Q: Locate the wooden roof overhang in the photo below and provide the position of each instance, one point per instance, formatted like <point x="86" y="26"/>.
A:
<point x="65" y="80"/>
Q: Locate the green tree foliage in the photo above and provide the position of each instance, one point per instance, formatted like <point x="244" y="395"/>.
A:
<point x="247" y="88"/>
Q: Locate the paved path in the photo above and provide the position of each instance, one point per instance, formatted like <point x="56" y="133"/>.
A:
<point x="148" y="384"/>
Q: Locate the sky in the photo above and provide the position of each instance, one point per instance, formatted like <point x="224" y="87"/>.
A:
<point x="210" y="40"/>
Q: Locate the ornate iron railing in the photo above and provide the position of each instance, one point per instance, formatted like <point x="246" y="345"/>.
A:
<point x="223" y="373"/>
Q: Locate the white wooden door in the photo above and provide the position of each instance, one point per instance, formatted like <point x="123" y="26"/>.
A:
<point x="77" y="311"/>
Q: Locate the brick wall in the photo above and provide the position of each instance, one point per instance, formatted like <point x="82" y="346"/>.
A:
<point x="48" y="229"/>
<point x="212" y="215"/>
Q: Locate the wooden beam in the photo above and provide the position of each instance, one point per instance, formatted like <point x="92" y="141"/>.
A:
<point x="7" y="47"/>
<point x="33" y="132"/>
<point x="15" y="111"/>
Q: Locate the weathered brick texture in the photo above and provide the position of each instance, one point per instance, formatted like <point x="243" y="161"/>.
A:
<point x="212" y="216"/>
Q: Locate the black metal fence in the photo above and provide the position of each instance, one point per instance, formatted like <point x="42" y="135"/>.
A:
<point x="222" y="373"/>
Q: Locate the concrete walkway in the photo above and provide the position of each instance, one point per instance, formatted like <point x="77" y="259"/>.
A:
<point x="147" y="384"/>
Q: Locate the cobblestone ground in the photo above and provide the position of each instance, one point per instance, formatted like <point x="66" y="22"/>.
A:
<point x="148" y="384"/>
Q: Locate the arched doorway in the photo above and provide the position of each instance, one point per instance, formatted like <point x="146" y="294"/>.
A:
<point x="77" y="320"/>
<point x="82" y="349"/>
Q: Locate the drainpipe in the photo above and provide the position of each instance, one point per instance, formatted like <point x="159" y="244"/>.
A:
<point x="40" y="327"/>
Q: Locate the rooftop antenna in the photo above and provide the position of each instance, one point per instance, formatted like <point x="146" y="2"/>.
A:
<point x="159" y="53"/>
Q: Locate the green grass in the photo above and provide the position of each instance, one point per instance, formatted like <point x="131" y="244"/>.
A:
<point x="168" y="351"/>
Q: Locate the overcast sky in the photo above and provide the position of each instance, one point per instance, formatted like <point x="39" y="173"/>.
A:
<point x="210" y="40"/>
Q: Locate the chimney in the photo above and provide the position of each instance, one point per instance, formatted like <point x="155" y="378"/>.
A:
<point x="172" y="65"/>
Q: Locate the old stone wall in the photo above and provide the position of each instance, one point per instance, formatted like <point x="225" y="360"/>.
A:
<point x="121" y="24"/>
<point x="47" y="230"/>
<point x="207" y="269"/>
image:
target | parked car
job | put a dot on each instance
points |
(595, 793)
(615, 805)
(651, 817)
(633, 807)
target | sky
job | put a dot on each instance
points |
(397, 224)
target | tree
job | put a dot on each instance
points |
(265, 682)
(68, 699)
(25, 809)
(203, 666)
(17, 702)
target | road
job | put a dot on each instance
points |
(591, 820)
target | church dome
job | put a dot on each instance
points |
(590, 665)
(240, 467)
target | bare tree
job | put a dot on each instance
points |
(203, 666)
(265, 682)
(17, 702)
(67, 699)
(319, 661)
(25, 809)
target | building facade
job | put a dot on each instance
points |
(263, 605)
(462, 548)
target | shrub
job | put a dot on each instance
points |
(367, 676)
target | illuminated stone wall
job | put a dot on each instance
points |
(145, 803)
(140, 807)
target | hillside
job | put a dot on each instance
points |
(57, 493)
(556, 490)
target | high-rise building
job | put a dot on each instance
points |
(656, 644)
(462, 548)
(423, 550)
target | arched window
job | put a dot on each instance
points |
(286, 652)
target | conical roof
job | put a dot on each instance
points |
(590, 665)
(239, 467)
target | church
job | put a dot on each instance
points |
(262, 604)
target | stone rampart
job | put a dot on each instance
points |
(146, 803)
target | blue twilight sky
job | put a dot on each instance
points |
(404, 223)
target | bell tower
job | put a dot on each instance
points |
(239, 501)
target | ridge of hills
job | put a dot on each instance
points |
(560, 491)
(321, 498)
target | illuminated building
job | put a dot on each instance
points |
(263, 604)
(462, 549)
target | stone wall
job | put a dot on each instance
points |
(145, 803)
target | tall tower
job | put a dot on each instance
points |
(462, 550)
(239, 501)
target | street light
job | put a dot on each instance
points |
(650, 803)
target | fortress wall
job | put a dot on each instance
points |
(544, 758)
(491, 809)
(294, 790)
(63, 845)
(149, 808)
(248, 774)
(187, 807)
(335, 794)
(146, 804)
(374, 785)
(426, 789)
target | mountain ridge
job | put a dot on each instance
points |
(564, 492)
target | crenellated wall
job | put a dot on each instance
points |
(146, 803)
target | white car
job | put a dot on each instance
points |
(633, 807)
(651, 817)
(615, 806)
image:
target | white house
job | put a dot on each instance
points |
= = = = =
Written exercise:
Write the entire listing out again, word for word.

Final result:
Q: Locate the wooden roof overhang in the photo below and provide the position of each instance, one point per instance, formatted like <point x="86" y="26"/>.
A:
<point x="65" y="80"/>
Q: Locate the green tree foliage in the photo above and provide the position of each instance, one point per instance, formatted like <point x="244" y="395"/>.
A:
<point x="247" y="88"/>
Q: Locate the paved path in the photo above and provide the position of each instance, one point per instance, formatted like <point x="56" y="133"/>.
A:
<point x="148" y="384"/>
Q: Locate the sky in the photo above and provide the position of each instance, one point per instance, formatted like <point x="224" y="87"/>.
A:
<point x="210" y="40"/>
Q: Locate the ornate iron railing in the photo above and provide the position of each instance, one point per instance, formatted like <point x="246" y="345"/>.
A:
<point x="223" y="373"/>
Q: Locate the white wooden door in the photo above and provide the position of each instance, one point per instance, formatted like <point x="123" y="26"/>.
A:
<point x="77" y="311"/>
Q: Locate the brick wall in the photo above and provide the position of each instance, one point per instance, formatted like <point x="82" y="346"/>.
A:
<point x="48" y="229"/>
<point x="212" y="215"/>
Q: Locate the wooden beam in the photo above and provide the position of each instance, one point per instance, formatted like <point x="92" y="141"/>.
A:
<point x="7" y="47"/>
<point x="33" y="132"/>
<point x="15" y="111"/>
Q: Locate the weathered brick texture in the photo above and provide the position of each instance, one point per instance, formatted like <point x="243" y="161"/>.
A:
<point x="212" y="216"/>
Q: Locate the black metal fence in the photo above and provide the position of each instance, one point per instance, formatted like <point x="42" y="135"/>.
A:
<point x="222" y="373"/>
Q: Locate the concrete walkway in the photo above and provide the position of each instance, one point per instance, formatted like <point x="77" y="259"/>.
A:
<point x="147" y="384"/>
Q: Locate the cobblestone ground in the photo above and provide the position of each instance, one point per instance, formatted like <point x="66" y="22"/>.
A:
<point x="148" y="384"/>
Q: Locate the arched doorway in the photo above and provide the position of each instance, one point per instance, formatted like <point x="146" y="294"/>.
A:
<point x="77" y="320"/>
<point x="82" y="349"/>
Q: Locate the drainpipe in the photo above and provide the position of each instance, one point per instance, formatted like <point x="159" y="244"/>.
A:
<point x="40" y="327"/>
Q: Locate the rooftop antenna in the photo above and provide the position of each instance, one point per instance, formatted like <point x="146" y="2"/>.
A:
<point x="159" y="53"/>
Q: Locate the green grass in the photo above and provide the position of each instance, one point per instance, formatted like <point x="131" y="244"/>.
A:
<point x="168" y="351"/>
Q: Locate the overcast sky in the photo above and provide the position of each instance, one point per instance, formatted like <point x="39" y="173"/>.
A:
<point x="210" y="40"/>
Q: Locate the chimney in the photo above and provide the position of each instance, one point per instance, formatted like <point x="155" y="378"/>.
A:
<point x="172" y="65"/>
Q: Locate the old stone wall in the photo above and provide the position of each instance, one point per instance, formatted like <point x="225" y="360"/>.
A:
<point x="121" y="24"/>
<point x="47" y="230"/>
<point x="207" y="269"/>
image:
target | parked car
job | put a dot on each instance
points |
(595, 793)
(615, 805)
(651, 817)
(633, 807)
target | sky
job | put a dot on each instance
points |
(397, 224)
target | tree
job | put a dot on each instance
points |
(265, 682)
(68, 699)
(25, 809)
(203, 666)
(17, 702)
target | road
job | put a dot on each instance
points |
(591, 820)
target | church dome
job | put a dot on each instance
points |
(590, 665)
(240, 467)
target | bare tree
job | put a dot on each instance
points |
(203, 666)
(265, 682)
(17, 702)
(67, 699)
(319, 661)
(25, 809)
target | building facade
job | put a dot on each instance
points |
(263, 605)
(462, 548)
target | shrub
job | put a dot on each instance
points |
(367, 676)
target | illuminated stone wall
job | put a dot on each instance
points |
(145, 803)
(140, 807)
target | hillside
job | put a dot on each instance
points |
(57, 493)
(556, 490)
target | high-rise building
job | put a dot on each instance
points |
(656, 644)
(462, 548)
(423, 550)
target | arched window
job | put a dot on each instance
points |
(286, 652)
target | conical roof
job | put a dot on each instance
points |
(590, 665)
(239, 467)
target | church
job | put a dot on each instance
points |
(262, 604)
target | stone rampart
job | put a dot on each instance
points |
(146, 803)
target | blue twilight sky
job | put a dot on each instance
points |
(404, 223)
target | bell tower
job | put a dot on each instance
points |
(239, 501)
target | ridge of hills
job | put a dot on each instance
points |
(560, 491)
(321, 498)
target | illuminated building
job | put a dot on each instance
points |
(263, 604)
(462, 549)
target | stone wall
job | put a dot on each instance
points |
(145, 803)
target | tall tower
job | put a dot on each instance
points |
(462, 550)
(239, 501)
target | street light
job | put a dot on each instance
points |
(650, 803)
target | fortress wall
job | put a dot on each instance
points |
(544, 758)
(491, 809)
(294, 790)
(63, 845)
(149, 808)
(248, 774)
(187, 807)
(335, 794)
(146, 804)
(374, 785)
(426, 789)
target | mountain ridge
job | put a dot on each instance
points |
(564, 492)
target | crenellated wall
job | put a dot on each instance
points |
(146, 803)
target | white car
job | put a dot on each instance
points |
(633, 807)
(651, 817)
(615, 806)
image:
target | white house
job | put a dot on each instance
points |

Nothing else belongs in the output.